[Excerpts from a pointing dataset]
-=-=-
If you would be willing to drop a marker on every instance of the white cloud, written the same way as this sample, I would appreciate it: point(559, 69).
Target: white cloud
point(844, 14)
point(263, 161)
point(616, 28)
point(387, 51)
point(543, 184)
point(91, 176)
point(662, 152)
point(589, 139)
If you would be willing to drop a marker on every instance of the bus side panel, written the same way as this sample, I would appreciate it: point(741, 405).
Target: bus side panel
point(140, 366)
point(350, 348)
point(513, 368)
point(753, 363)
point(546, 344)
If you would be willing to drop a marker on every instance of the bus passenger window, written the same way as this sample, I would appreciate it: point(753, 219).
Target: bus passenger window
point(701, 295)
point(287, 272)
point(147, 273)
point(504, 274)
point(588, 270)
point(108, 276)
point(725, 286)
-=-=-
* GOAL
Rewrite all of the material above, switching every "drop a marker" to "place a marker" and leaving everything else unchanged.

* SOLVED PROBLEM
If you would be willing to place a marker on every instance of the white cloud, written the same way as this sample, I would appreciate it: point(559, 69).
Target: white cloud
point(844, 14)
point(263, 161)
point(616, 28)
point(387, 51)
point(543, 184)
point(91, 176)
point(662, 152)
point(589, 139)
If you would be willing to place a marker on every instance of the bus side panel, written the same way as this sample, I would appreciate it: point(741, 405).
Target: bus side panel
point(140, 366)
point(350, 348)
point(513, 368)
point(753, 363)
point(546, 344)
If you would be willing to place a marker on every instance of the bus passenger window, written the same way as this sample, I would appreciate it: point(753, 219).
Target: bus passenger window
point(701, 295)
point(287, 272)
point(147, 273)
point(504, 274)
point(588, 270)
point(108, 276)
point(725, 286)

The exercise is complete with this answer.